### [Exercise prompt]
Only a slice of the listing below is wanted. Retype the lines from the one containing "122L244 123L243 120L230" through the one containing "box: [178, 99, 353, 248]", exactly, both ends included.
+ + +
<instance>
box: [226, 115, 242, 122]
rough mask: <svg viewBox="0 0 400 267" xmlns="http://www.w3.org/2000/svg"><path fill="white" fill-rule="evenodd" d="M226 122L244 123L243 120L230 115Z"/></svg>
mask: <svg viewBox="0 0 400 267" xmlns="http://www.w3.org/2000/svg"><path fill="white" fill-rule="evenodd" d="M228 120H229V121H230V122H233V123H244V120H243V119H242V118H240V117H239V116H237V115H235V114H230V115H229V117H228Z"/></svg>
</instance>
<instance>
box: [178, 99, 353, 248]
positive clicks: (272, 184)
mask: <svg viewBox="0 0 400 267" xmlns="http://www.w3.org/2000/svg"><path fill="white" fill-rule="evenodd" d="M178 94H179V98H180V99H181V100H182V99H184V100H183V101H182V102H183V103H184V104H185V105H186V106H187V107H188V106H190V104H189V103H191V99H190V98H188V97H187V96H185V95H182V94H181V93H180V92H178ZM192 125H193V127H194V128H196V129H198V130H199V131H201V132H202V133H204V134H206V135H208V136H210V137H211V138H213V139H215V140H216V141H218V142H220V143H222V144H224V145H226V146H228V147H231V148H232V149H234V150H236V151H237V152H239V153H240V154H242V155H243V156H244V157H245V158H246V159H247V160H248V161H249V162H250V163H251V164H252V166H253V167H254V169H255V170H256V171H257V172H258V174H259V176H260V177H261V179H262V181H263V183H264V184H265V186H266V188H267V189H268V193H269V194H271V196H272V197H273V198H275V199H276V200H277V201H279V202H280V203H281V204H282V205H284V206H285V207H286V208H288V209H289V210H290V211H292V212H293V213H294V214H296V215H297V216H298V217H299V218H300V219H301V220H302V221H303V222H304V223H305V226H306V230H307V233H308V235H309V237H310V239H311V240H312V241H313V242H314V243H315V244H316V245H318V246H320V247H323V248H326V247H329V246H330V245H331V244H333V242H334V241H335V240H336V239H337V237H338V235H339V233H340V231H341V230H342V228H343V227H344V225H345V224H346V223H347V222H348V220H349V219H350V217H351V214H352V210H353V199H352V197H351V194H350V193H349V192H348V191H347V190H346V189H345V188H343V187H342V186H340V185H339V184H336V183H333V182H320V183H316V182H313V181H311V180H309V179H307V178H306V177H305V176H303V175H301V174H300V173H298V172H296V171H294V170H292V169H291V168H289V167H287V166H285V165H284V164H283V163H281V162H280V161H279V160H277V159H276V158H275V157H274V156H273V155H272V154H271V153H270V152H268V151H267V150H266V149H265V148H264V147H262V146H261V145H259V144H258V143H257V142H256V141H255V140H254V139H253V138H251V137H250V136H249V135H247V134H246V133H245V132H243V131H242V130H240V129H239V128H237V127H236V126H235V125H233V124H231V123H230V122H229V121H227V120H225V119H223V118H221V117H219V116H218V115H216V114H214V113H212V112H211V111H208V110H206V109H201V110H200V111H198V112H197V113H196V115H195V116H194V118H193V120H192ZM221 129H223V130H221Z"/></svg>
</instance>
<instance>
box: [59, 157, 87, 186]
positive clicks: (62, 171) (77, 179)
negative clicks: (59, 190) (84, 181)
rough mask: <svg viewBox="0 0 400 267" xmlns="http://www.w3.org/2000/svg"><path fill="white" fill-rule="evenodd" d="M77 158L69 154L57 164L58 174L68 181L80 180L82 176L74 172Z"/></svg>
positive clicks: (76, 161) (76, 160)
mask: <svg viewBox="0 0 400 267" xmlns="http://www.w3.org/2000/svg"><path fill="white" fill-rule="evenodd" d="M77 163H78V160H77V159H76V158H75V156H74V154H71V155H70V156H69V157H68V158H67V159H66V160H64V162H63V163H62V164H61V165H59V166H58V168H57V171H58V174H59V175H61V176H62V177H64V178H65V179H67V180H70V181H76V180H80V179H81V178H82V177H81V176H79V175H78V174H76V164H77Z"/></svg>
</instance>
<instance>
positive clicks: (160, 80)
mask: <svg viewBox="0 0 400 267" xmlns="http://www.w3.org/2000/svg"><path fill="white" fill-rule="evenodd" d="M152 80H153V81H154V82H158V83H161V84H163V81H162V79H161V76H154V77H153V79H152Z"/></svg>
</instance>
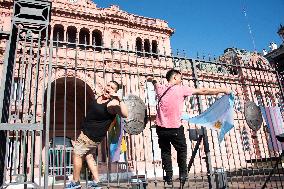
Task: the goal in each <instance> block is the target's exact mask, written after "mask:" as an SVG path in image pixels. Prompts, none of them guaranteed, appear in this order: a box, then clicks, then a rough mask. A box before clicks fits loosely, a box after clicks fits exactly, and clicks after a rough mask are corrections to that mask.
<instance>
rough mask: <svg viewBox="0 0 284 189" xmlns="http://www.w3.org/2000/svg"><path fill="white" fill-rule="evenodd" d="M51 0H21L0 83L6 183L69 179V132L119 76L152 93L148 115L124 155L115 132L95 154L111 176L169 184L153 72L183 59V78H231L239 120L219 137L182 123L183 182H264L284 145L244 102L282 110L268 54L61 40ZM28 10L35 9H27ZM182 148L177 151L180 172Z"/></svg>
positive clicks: (220, 187)
mask: <svg viewBox="0 0 284 189" xmlns="http://www.w3.org/2000/svg"><path fill="white" fill-rule="evenodd" d="M50 6H51V5H50V3H49V2H43V1H40V2H38V1H37V3H35V2H34V1H15V6H14V9H15V10H14V17H13V19H12V26H13V28H12V32H11V34H10V39H9V42H8V43H7V47H6V56H5V59H4V64H3V65H2V68H3V70H4V71H3V76H4V77H2V83H3V84H2V85H1V91H0V93H1V94H0V100H1V101H0V103H1V104H0V105H1V106H0V108H1V110H2V115H1V116H2V117H1V118H2V119H1V124H0V129H1V136H3V137H2V139H3V140H1V141H2V145H1V155H0V156H1V160H2V161H1V167H2V168H1V170H2V172H3V173H2V174H3V183H4V184H3V187H16V186H23V185H25V186H27V185H28V184H31V185H33V187H38V188H40V187H44V188H49V187H52V188H62V187H63V186H65V185H66V182H68V179H72V171H73V170H72V166H73V165H72V156H71V154H72V145H71V142H70V141H71V140H74V139H76V137H77V136H78V134H79V132H80V129H81V125H80V124H81V122H82V120H83V118H84V116H85V115H86V112H87V106H88V104H89V103H90V101H91V100H92V99H93V98H95V97H96V96H97V95H99V93H100V92H102V90H103V86H104V85H105V84H106V83H107V82H108V81H111V80H116V81H118V82H119V83H120V84H121V86H122V89H121V90H120V91H119V92H120V93H121V96H123V97H125V96H127V95H128V94H136V95H137V96H139V97H140V98H141V99H143V100H144V102H145V104H146V105H147V109H148V111H147V112H148V120H149V121H148V124H147V126H146V128H145V129H144V131H143V132H142V133H141V134H139V135H136V136H133V135H129V134H127V133H123V139H124V141H125V146H126V148H127V150H126V151H125V152H123V153H121V155H120V161H118V162H114V163H112V162H111V160H110V159H111V157H110V155H109V143H108V139H105V140H104V141H103V142H102V143H101V145H100V146H99V147H98V149H97V156H96V161H97V163H98V166H99V173H100V178H101V180H102V182H103V185H104V186H105V187H107V188H117V187H122V188H123V187H125V188H134V187H138V186H139V187H140V185H141V187H146V185H145V183H146V184H147V186H148V188H162V187H164V183H163V181H162V176H163V170H162V165H161V157H160V150H159V147H158V143H157V134H156V131H155V127H154V119H155V114H156V110H155V106H156V99H155V94H154V89H153V86H152V85H151V84H150V83H147V81H146V78H147V77H148V76H154V77H156V78H158V80H160V81H161V82H162V83H165V82H166V81H165V73H166V72H167V70H168V69H170V68H173V67H176V68H178V69H180V70H181V71H182V73H183V85H189V86H191V87H210V88H217V87H227V88H231V89H232V90H233V91H234V94H235V97H236V99H235V107H234V108H235V112H234V128H233V129H231V131H230V132H229V133H228V134H227V135H226V137H225V140H224V141H223V142H221V143H219V142H218V140H217V133H216V132H215V131H212V130H210V129H206V128H199V127H197V126H195V125H189V124H187V123H185V122H183V123H182V124H183V125H184V127H186V128H188V130H187V131H186V136H187V145H188V161H190V162H191V163H190V164H191V165H192V166H191V167H190V171H189V180H188V181H187V183H186V184H185V188H208V187H209V188H261V186H262V185H263V184H264V181H265V179H266V178H267V177H268V175H269V172H270V171H271V169H272V168H273V166H274V164H275V162H276V159H277V157H278V156H279V155H280V154H281V149H283V144H282V146H281V144H279V143H277V141H275V138H273V136H272V135H271V126H270V127H268V126H267V123H266V122H265V121H264V122H263V124H262V125H261V126H260V129H259V130H256V131H255V130H252V129H251V128H249V127H248V125H247V123H246V121H245V117H244V106H245V103H246V102H247V101H254V102H256V103H257V104H258V105H259V106H262V107H266V108H268V109H269V108H271V107H273V108H274V109H276V110H275V111H276V112H280V113H281V114H282V118H281V117H279V119H283V92H282V91H281V89H280V87H279V81H278V79H277V75H276V72H275V70H274V69H273V68H271V67H270V65H269V63H268V62H267V61H266V60H265V59H263V58H262V57H261V56H259V55H257V54H255V53H250V52H245V51H240V50H237V49H228V50H227V52H225V53H224V55H223V56H221V57H218V58H217V59H211V60H209V59H208V60H205V59H203V58H197V59H193V58H186V57H184V56H178V55H177V56H174V55H168V54H166V53H164V52H161V51H158V49H156V50H155V51H156V52H145V50H144V49H141V51H137V49H136V50H133V49H132V48H131V50H130V48H129V45H127V46H126V47H124V48H123V47H121V45H120V44H118V45H117V46H114V45H111V46H109V47H108V46H105V45H104V44H103V43H102V44H101V45H100V46H97V45H95V44H93V45H90V44H88V43H87V42H86V41H87V40H86V38H85V43H84V40H82V39H81V40H76V39H74V40H73V41H74V42H73V43H71V42H66V41H62V40H61V39H60V37H59V36H57V37H56V38H54V37H53V39H55V40H53V39H49V38H48V37H47V36H49V33H53V35H54V33H55V34H56V32H53V31H48V27H47V26H48V24H49V19H50V16H49V13H50V11H49V10H50ZM23 7H24V8H23ZM27 10H34V11H35V13H36V14H35V15H30V17H29V18H26V17H25V15H26V14H27V12H25V11H27ZM38 10H41V11H40V12H41V13H42V15H41V16H39V15H38V14H37V13H38ZM29 13H31V12H29ZM33 16H34V17H33ZM31 17H33V19H30V18H31ZM39 18H40V19H39ZM29 19H30V20H29ZM35 20H37V21H36V22H35ZM82 41H83V42H82ZM94 41H95V40H94ZM79 42H80V43H79ZM218 97H219V96H200V97H199V96H192V97H189V98H188V99H186V101H185V106H184V112H188V113H190V114H191V115H192V116H194V115H198V114H200V113H201V112H202V111H203V110H205V109H207V108H208V107H209V106H210V105H212V103H213V102H214V101H215V100H216V99H217V98H218ZM278 115H279V114H278ZM279 123H280V122H279ZM280 124H281V123H280ZM282 124H283V121H282ZM272 126H273V127H274V126H275V127H276V126H277V124H275V123H274V124H273V123H272ZM278 126H279V124H278ZM280 127H281V125H280V126H279V128H280ZM282 128H283V125H282ZM200 129H201V130H200ZM4 139H5V140H4ZM197 144H199V145H197ZM197 147H198V148H197ZM193 155H194V157H193V158H192V159H191V157H192V156H193ZM177 156H178V154H175V153H173V162H174V175H176V178H178V167H177V163H176V157H177ZM282 162H283V160H282V161H281V163H280V164H279V165H278V166H277V169H276V170H275V172H274V174H273V175H272V177H271V179H270V180H269V182H268V184H267V186H268V187H269V188H283V185H284V181H283V163H282ZM81 177H82V180H83V182H82V183H84V181H86V182H87V181H88V180H89V171H88V170H87V169H86V170H85V169H84V171H82V175H81ZM143 183H144V184H143ZM174 185H175V186H179V183H178V182H175V183H174Z"/></svg>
+ + +
### [Response to the exercise]
rough mask: <svg viewBox="0 0 400 267" xmlns="http://www.w3.org/2000/svg"><path fill="white" fill-rule="evenodd" d="M226 122L244 123L243 120L230 115Z"/></svg>
mask: <svg viewBox="0 0 400 267" xmlns="http://www.w3.org/2000/svg"><path fill="white" fill-rule="evenodd" d="M228 120H229V121H230V122H233V123H244V120H243V119H242V118H240V117H239V116H237V115H235V114H230V115H229V117H228Z"/></svg>
</instance>
<instance>
box: [178, 99, 353, 248]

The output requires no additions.